§ **Task instructions**:
Can you retype the Anakin Skywalker passage word for word, beginning at "First off, it's" and stopping after "smooth at all."?

§ **Provided passage**:
▬▬▬
Anakin Skywalker, the super whiny one from the Star Wars prequel trilogy, is a character as controversial as a double-edged lightsaber. Let's dive into why he's often placed in the "Most Disliked Characters" list in the franchise.

First off, it's not about Hayden Christensen, who played Anakin – he's as adored as a puppy on a spring day, precious, and must be protected at all costs. It's the way Anakin was written that ruffled the feathers of Star Wars fans. Anakin Skywalker is the guy destined to become Darth Vader, one of cinema's most iconic villains. You'd expect his journey to the Dark Side to be a whirlwind of complex emotions and compelling storytelling. Instead, what we got was a character who whined as much as my seven-year-old twins do when I don't let them play Roblox, and more often than he wielded his lightsaber. His transition from a wide-eyed, podracing kid to the brooding, future Sith Lord felt as smooth as a ride on a malfunctioning TIE fighter - not very smooth at all.
▬▬▬
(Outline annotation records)
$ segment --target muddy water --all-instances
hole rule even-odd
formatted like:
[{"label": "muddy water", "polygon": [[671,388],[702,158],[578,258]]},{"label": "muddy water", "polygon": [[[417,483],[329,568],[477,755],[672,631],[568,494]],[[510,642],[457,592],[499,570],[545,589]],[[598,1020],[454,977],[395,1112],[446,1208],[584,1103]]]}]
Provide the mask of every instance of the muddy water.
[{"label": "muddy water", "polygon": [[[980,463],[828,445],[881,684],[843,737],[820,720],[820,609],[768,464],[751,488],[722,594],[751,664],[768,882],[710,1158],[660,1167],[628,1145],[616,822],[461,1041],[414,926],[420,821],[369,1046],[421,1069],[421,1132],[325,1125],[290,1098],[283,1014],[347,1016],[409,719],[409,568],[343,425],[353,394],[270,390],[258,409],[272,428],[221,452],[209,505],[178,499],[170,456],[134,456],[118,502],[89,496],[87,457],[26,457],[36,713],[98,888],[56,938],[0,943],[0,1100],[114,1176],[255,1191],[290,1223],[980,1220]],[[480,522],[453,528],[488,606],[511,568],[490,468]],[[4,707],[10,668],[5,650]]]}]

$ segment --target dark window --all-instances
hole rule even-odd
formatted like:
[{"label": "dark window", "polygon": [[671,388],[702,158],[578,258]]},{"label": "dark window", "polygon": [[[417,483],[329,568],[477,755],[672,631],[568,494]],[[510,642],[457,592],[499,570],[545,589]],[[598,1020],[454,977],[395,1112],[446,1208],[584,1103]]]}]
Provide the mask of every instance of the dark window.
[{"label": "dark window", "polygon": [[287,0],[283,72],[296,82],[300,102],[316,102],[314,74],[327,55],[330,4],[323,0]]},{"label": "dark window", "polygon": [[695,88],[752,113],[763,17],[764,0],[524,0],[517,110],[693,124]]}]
▬▬▬
§ **Correct result**:
First off, it's not about Hayden Christensen, who played Anakin – he's as adored as a puppy on a spring day, precious, and must be protected at all costs. It's the way Anakin was written that ruffled the feathers of Star Wars fans. Anakin Skywalker is the guy destined to become Darth Vader, one of cinema's most iconic villains. You'd expect his journey to the Dark Side to be a whirlwind of complex emotions and compelling storytelling. Instead, what we got was a character who whined as much as my seven-year-old twins do when I don't let them play Roblox, and more often than he wielded his lightsaber. His transition from a wide-eyed, podracing kid to the brooding, future Sith Lord felt as smooth as a ride on a malfunctioning TIE fighter - not very smooth at all.